### SHORT EXERCISE:
Retype everything in the listing, leaving each line exactly as it is.

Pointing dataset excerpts
_____
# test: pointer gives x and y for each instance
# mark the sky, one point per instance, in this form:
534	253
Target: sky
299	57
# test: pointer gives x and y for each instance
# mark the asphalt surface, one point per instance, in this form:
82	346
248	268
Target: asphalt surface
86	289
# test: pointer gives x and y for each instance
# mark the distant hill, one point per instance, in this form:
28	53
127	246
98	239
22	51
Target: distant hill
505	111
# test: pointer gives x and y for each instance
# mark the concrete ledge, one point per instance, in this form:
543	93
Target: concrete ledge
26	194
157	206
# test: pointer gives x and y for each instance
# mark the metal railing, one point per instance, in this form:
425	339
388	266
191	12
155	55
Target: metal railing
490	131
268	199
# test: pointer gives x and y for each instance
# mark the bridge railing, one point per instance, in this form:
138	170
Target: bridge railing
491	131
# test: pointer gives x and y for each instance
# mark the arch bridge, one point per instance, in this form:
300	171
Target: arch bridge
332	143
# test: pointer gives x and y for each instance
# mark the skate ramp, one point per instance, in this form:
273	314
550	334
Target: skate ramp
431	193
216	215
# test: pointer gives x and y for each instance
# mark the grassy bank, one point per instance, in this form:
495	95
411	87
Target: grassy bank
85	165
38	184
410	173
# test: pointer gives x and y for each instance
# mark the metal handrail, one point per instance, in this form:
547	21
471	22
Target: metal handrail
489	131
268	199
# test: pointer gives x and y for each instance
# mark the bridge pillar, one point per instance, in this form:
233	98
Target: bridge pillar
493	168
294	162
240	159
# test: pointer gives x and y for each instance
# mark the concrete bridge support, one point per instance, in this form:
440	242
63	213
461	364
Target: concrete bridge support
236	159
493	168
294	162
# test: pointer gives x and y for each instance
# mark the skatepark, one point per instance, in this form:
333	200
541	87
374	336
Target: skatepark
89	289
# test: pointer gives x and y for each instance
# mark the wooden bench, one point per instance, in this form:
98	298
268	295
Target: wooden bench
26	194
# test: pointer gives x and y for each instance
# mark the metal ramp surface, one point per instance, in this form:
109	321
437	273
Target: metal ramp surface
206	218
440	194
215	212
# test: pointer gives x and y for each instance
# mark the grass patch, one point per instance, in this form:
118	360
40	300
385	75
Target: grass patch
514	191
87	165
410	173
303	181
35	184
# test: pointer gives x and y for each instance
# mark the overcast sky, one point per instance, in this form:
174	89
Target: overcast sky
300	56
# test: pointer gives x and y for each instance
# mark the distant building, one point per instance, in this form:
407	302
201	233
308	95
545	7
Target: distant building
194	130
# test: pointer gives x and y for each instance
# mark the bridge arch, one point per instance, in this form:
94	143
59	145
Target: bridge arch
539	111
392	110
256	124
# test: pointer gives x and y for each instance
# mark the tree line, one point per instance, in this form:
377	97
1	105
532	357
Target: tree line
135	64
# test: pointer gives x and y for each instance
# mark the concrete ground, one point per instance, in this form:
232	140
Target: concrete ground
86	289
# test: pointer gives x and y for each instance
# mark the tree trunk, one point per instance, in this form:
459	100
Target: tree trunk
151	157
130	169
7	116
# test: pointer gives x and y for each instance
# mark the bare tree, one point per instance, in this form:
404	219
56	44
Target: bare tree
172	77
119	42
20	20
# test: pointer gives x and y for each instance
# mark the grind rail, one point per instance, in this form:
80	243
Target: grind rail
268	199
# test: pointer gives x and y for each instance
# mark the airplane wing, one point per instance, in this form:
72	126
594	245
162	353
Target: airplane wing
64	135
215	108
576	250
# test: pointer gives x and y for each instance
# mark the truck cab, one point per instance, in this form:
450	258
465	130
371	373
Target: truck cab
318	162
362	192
_____
### FULL ANSWER:
# test: pointer gives x and y for each instance
# mark the sky, one point per instance, in this form:
534	253
Target: sky
299	57
# test: pointer gives x and y for each instance
# mark the asphalt surface, one point per instance, in this form:
82	346
248	268
Target: asphalt surface
86	289
# test: pointer gives x and y for each instance
# mark the distant hill, one point per instance, in this form:
28	53
127	246
98	239
22	51
Target: distant hill
505	111
# test: pointer gives x and y for each instance
# mark the concrete ledge, one point per instance, in this form:
543	93
Target: concrete ledge
26	194
157	206
# test: pointer gives x and y for each instance
# mark the metal railing, one point per instance, in this form:
425	339
388	266
191	12
155	55
Target: metal railing
490	131
268	199
# test: pointer gives x and y for each instance
# mark the bridge railing, one point per instance, in this form:
138	170
Target: bridge railing
491	131
# test: pointer gives x and y for each instance
# mark the arch bridge, one point per instance, in this form:
300	171
Target: arch bridge
332	143
# test: pointer gives x and y for each instance
# mark the skate ramp, one point per instance, in this form:
273	314
550	334
Target: skate ramp
431	193
216	215
# test: pointer gives x and y for each instance
# mark the grassy bank, one point per instance, in this form:
495	95
411	87
Target: grassy bank
85	165
38	184
410	173
# test: pointer gives x and y for each instance
# mark the metal handrail, one point per instance, in this form:
547	21
471	22
Target: metal handrail
489	131
268	199
# test: pointer gives x and y for each instance
# mark the bridge pillar, one point per instance, in this form:
233	98
Target: bridge pillar
493	168
294	162
240	159
# test: pointer gives x and y for each instance
# mark the concrete bridge support, one point per instance, in this form:
440	242
63	213
461	364
Target: concrete bridge support
236	159
493	168
294	162
# test: pointer gives x and y for each instance
# mark the skatepark, one point per instance, in this form:
333	200
541	87
374	336
Target: skatepark
89	289
# test: pointer gives x and y for each instance
# mark the wooden bench, one point per instance, in this form:
98	298
268	295
Target: wooden bench
26	194
# test: pointer gives x and y for each instance
# mark the metal ramp surface, one point per instance, in this form:
109	321
437	273
Target: metal ramp surface
206	218
440	194
215	212
# test: pointer gives x and y for each instance
# mark the grass patch, one point per instance, in this form:
118	360
40	300
385	75
Target: grass patch
514	191
87	165
410	173
303	181
35	184
# test: pointer gives x and y for each instance
# mark the overcast sky, one point per instance, in this form:
174	89
Target: overcast sky
300	56
# test: pointer gives x and y for each instance
# mark the distant building, one point per instance, in this form:
407	302
201	233
308	95
545	7
Target: distant building
194	130
# test: pointer gives x and y for each instance
# mark the bridge arch, one point per instance, in this form:
94	143
59	145
Target: bridge arch
539	111
392	110
256	124
# test: pointer gives x and y for each instance
# mark the tree line, one point per instance, in this form:
377	97
1	105
532	357
Target: tree line
135	64
# test: pointer gives x and y for each instance
# mark the concrete ground, one point per instance, in this form:
232	140
Target: concrete ground
86	289
# test: pointer gives x and y for each instance
# mark the tree trunk, one point per instance, in this form:
459	100
Target: tree trunk
151	157
130	169
7	116
# test: pointer gives x and y for each instance
# mark the bare tree, one point per instance, in this form:
404	219
56	44
Target: bare tree
172	77
119	42
20	20
# test: pointer gives x and y for each instance
# mark the grind rail, one point per instance, in this form:
80	243
Target: grind rail
268	199
# test: pointer gives x and y for each instance
# mark the airplane wing, one point per instance, in this form:
72	126
594	245
162	353
Target: airplane wing
64	135
215	108
576	250
# test: pointer gives x and y for each instance
# mark the truck cab, one point per instance, in this form:
450	258
465	130
371	373
Target: truck cab
318	162
362	192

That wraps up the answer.